** Work required **
Please render every line of the data below as a numbered list, skipping blank lines and leaving the pictures out.

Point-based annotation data
▬▬▬▬▬▬▬▬▬▬

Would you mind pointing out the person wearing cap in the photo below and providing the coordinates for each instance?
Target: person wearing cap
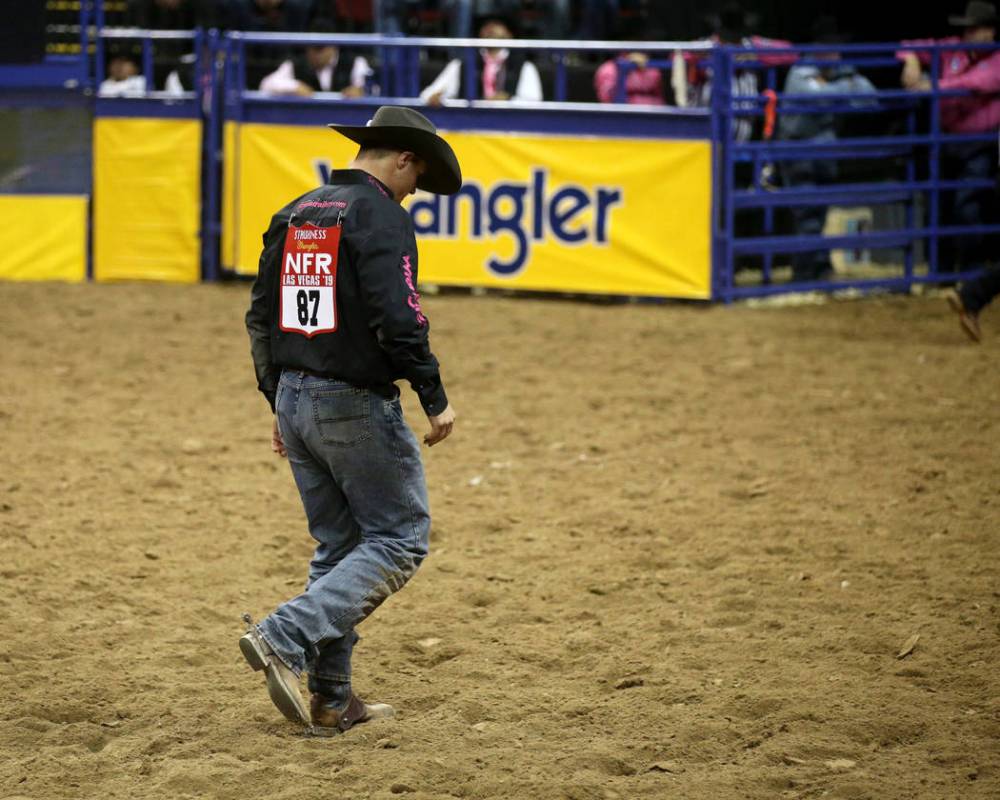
(334, 320)
(324, 68)
(978, 73)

▬▬▬▬▬▬▬▬▬▬

** Answer to the exercise **
1. Would you mind pointing out the person wearing cap in the photo below and providing the coordinates for each instance?
2. Target: person wearing cap
3. (334, 320)
4. (324, 68)
5. (978, 73)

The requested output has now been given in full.